### TO BE DONE
Go through the data and copy every line exactly, but not the images.

┌─ LISTING

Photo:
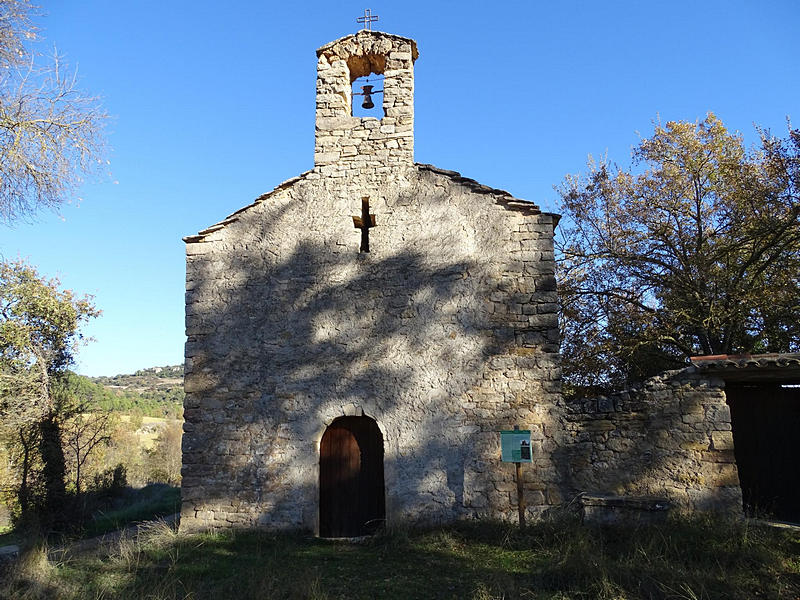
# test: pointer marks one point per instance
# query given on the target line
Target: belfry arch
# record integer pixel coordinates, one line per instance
(351, 486)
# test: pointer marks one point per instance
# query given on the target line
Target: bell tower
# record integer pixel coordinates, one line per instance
(347, 145)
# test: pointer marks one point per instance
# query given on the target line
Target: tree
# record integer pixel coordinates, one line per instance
(51, 133)
(39, 333)
(695, 253)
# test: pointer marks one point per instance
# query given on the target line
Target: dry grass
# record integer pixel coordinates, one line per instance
(561, 559)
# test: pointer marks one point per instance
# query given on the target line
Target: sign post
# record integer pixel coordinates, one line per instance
(515, 446)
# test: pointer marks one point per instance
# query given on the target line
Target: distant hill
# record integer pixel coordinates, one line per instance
(152, 379)
(154, 392)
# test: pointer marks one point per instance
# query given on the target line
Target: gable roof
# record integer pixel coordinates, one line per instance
(776, 367)
(373, 34)
(502, 197)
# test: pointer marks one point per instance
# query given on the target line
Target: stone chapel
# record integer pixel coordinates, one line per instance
(357, 337)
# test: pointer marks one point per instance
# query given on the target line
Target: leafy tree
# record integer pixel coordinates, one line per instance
(695, 252)
(39, 332)
(51, 133)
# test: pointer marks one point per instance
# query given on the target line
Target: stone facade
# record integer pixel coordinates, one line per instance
(670, 437)
(444, 333)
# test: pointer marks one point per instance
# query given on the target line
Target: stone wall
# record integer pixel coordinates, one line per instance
(670, 437)
(444, 333)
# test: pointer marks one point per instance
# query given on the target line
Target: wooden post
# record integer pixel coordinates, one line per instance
(520, 491)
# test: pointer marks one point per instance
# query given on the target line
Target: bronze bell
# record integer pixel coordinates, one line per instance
(367, 92)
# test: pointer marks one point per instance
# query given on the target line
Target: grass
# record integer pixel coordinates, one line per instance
(561, 559)
(149, 502)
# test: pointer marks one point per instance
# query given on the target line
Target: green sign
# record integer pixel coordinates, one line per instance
(515, 445)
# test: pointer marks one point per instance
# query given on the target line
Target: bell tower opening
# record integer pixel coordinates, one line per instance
(365, 103)
(367, 96)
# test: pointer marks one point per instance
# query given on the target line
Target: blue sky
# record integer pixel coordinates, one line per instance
(213, 105)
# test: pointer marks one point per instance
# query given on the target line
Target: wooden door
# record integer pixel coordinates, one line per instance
(766, 419)
(351, 494)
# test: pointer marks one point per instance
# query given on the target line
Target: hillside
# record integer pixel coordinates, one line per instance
(153, 379)
(154, 392)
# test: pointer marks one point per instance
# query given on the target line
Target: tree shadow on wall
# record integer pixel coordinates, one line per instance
(278, 348)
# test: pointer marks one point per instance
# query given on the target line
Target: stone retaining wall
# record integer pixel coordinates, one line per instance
(670, 437)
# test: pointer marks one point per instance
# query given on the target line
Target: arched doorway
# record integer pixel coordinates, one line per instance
(351, 494)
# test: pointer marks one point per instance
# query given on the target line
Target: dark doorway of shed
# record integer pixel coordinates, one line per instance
(351, 493)
(766, 422)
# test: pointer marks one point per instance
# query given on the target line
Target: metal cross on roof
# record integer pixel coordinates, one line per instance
(368, 19)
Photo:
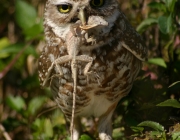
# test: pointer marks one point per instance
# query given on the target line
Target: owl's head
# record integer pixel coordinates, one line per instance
(61, 14)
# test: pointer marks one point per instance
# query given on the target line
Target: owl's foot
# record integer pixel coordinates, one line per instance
(93, 75)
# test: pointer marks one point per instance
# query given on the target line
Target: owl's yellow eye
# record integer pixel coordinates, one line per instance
(64, 8)
(97, 3)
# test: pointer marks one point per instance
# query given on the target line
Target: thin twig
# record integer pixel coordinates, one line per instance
(11, 64)
(5, 134)
(49, 109)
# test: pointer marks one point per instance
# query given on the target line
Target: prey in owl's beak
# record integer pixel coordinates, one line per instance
(93, 21)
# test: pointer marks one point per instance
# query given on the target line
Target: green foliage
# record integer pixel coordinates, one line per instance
(28, 112)
(171, 103)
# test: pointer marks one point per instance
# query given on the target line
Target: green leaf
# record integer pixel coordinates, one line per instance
(170, 4)
(48, 129)
(137, 129)
(170, 103)
(158, 61)
(85, 137)
(157, 5)
(16, 103)
(35, 104)
(4, 42)
(176, 136)
(175, 86)
(163, 23)
(25, 14)
(145, 24)
(156, 126)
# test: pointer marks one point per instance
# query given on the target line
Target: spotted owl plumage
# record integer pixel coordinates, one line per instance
(116, 49)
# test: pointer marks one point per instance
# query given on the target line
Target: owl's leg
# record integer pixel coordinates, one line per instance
(105, 124)
(76, 129)
(56, 62)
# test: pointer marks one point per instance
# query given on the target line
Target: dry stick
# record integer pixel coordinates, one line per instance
(74, 71)
(5, 134)
(48, 110)
(9, 66)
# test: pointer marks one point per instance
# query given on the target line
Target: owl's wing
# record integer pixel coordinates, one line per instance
(47, 57)
(130, 39)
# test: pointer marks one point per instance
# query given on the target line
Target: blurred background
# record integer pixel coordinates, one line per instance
(152, 109)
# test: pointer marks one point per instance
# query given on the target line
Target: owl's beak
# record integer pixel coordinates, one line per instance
(82, 16)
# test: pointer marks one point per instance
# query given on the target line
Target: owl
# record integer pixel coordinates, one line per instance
(93, 53)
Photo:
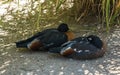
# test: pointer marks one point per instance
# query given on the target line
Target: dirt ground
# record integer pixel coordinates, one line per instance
(15, 61)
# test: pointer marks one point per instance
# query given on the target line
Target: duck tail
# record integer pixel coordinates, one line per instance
(55, 50)
(21, 44)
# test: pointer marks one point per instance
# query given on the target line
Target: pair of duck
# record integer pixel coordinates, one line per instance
(63, 41)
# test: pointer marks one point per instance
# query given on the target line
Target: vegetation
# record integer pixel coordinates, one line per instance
(42, 12)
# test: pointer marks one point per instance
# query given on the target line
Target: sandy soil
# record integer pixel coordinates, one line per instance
(15, 61)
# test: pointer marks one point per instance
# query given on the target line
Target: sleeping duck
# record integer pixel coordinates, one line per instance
(48, 38)
(82, 48)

└─

### ANSWER
Photo:
# test: pointer marks one point per instance
# query given on the target line
Target: belfry arch
# record integer pixel coordinates, one line per instance
(351, 486)
# test: pointer marks one point per instance
# query given on the target line
Target: bell tower
# record integer pixel coordinates, one line per instance
(347, 145)
# test: pointer marks one point per instance
# query given on the target line
Target: tree
# record integer pixel coordinates, one line per instance
(51, 133)
(39, 333)
(695, 253)
# test: pointer marks one point per instance
# query given on the target line
Target: dry grass
# record integer pixel coordinates, one line per instance
(561, 559)
# test: pointer marks one point per instance
# query given on the target line
Target: sign post
# record integer pixel coordinates, one line per instance
(515, 446)
# test: pointer marks one point per instance
# query given on the target line
Target: distant hill
# record integer pixel coordinates, one line per instance
(152, 379)
(154, 392)
# test: pointer marks one point per instance
# query given on the target line
Target: gable roof
# record integer pixel coordinates, one line per instance
(776, 367)
(373, 34)
(502, 197)
# test: pointer marks one point per instance
# query given on the target line
Target: stone chapel
# record integer pixel coordinates, one line per instance
(357, 337)
# test: pointer marks one point per instance
# query given on the target line
Target: leafy tree
# record integer pixel coordinates, one line per instance
(695, 252)
(39, 332)
(51, 133)
# test: pointer marks one point per instance
# query given on the target line
Target: stone facade
# record integer pixel coordinates, one line per instance
(670, 437)
(444, 333)
# test: pointer marks one point per instance
# query given on the target line
Target: stone wall
# record integer pixel coordinates, one line per instance
(670, 437)
(444, 333)
# test: pointer marks one point per instance
# query given on the target line
Target: wooden post
# record integer pixel coordinates, one line per instance
(520, 491)
# test: pointer marks one point per instance
# query given on the target line
Target: bronze bell
# record integer pixel coordinates, one line per instance
(367, 92)
# test: pointer marks one point per instance
# query given on the target line
Target: grass
# record integer pixel coordinates, one line per instance
(561, 559)
(149, 502)
# test: pointer marks one point per instance
# query given on the target line
Target: green sign
# record integer pixel coordinates, one line per instance
(515, 445)
# test: pointer marks one point per instance
# query given on the target line
Target: bell tower opening
# record integer pixel coordinates, one line per instance
(365, 103)
(367, 96)
# test: pointer marks one point per instance
# query given on the target line
Target: blue sky
# record integer pixel coordinates, one line per instance
(213, 105)
# test: pointer marks one point per instance
# query given on the target line
Target: wooden door
# record integer pixel coordinates, one line per instance
(766, 419)
(351, 494)
# test: pointer marks one point per instance
# query given on the target line
Target: hillside
# record integer pixel coordinates, one line per instance
(153, 379)
(154, 392)
# test: pointer marks one point per instance
# query given on the target line
Target: tree shadow on wall
# record integer pixel coordinates, one line per instance
(278, 348)
# test: pointer marks one point per instance
# query given on the target line
Target: stone retaining wall
# record integer pixel coordinates, one line per instance
(670, 437)
# test: pointer marks one point per instance
# query given on the target line
Target: arched doorway
# record integer pixel coordinates, one line per instance
(351, 494)
# test: pointer marks one point per instance
# query given on the target line
Target: dark doorway of shed
# record integer pixel coordinates, one line per instance
(351, 493)
(766, 422)
# test: pointer marks one point per instance
# query given on the target line
Target: metal cross on roof
# record integer pixel coordinates, one line per instance
(368, 19)
Photo:
# test: pointer marks one point per instance
# query given on the target line
Target: owl's head
# record integer pixel coordinates, one line per instance
(61, 14)
# test: pointer marks one point per instance
# query given on the target line
Target: owl's foot
# record integer pixel coordinates, one line per instance
(93, 75)
# test: pointer marks one point per instance
# query given on the target line
Target: owl's yellow eye
# record integer pixel coordinates, one line per instance
(64, 8)
(97, 3)
# test: pointer marks one point per instance
# query given on the target line
Target: thin twig
# record integer pixel coordinates, one line per instance
(11, 64)
(5, 134)
(49, 109)
# test: pointer marks one point per instance
# query given on the target line
Target: prey in owl's beak
# record integer pixel coordinates, one line per instance
(93, 21)
# test: pointer marks one point per instance
# query given on the target line
Target: green foliage
# record integer pixel coordinates, one line per instance
(28, 112)
(171, 103)
# test: pointer marks one point per instance
# query given on the target line
Target: green leaf
# record integer pixel coordinates, one line per instance
(170, 4)
(48, 129)
(137, 129)
(170, 103)
(158, 61)
(85, 137)
(157, 5)
(16, 103)
(35, 104)
(4, 42)
(176, 136)
(175, 86)
(163, 23)
(25, 14)
(145, 24)
(156, 126)
# test: pointer marks one point per instance
# query given on the target line
Target: spotted owl plumage
# record integer pixel coordinates, one line per instance
(116, 49)
# test: pointer marks one point per instance
# query given on the target line
Target: owl's leg
# record integer pixel coordinates, one line per instance
(105, 124)
(76, 129)
(56, 62)
# test: pointer marks one point per instance
# query given on the target line
Target: dry stick
# record integer pixel coordinates, one line per instance
(74, 71)
(5, 134)
(48, 110)
(9, 66)
# test: pointer marks one point per instance
# query given on the target line
Target: owl's wing
# record integer pixel coordinates, one line per instance
(47, 57)
(130, 39)
# test: pointer marks one point per instance
# query given on the target line
Target: blurred background
# record integer pixel coordinates, one line per instance
(152, 109)
# test: pointer marks one point per instance
# query given on the target line
Target: owl's beak
# record integer pixel coordinates, one line per instance
(82, 16)
# test: pointer marks one point per instance
# query given on the target line
Target: owl
# record integer pixel coordinates, one line per instance
(93, 53)
Photo:
# test: pointer marks one point per instance
# query given on the target line
Target: dirt ground
# record integer pixel coordinates, one line per instance
(15, 61)
# test: pointer marks one point per instance
# query given on the target line
Target: duck tail
# record integer pixel coordinates, one line per instance
(55, 50)
(21, 44)
# test: pointer marks one point per instance
# query given on the target line
Target: pair of duck
# record integer pixel coordinates, one line per instance
(63, 41)
# test: pointer marks one point per instance
# query given on the target line
Target: vegetation
# record integer pixel coordinates, one line per instance
(42, 12)
# test: pointer marks one point per instance
# query given on the target line
Target: sandy soil
# record integer pixel coordinates, one line per instance
(15, 61)
# test: pointer marks one point per instance
# query given on the target line
Target: sleeping duck
# record integer pixel coordinates, one line per instance
(48, 38)
(82, 48)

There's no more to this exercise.